### DIRECTION
Below is a block of records; repeat all of them exactly.
* START DATA LINES *
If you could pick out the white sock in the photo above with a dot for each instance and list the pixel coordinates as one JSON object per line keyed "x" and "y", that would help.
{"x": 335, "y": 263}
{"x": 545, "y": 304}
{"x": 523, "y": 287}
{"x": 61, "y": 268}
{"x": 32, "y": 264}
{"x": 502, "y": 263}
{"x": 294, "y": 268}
* END DATA LINES *
### SOLUTION BELOW
If you could pick out the white sock in the photo above with a dot for each instance and list the pixel coordinates as one JSON object per line keyed "x" and "y", that would help.
{"x": 335, "y": 263}
{"x": 545, "y": 304}
{"x": 523, "y": 287}
{"x": 61, "y": 268}
{"x": 32, "y": 264}
{"x": 502, "y": 263}
{"x": 294, "y": 268}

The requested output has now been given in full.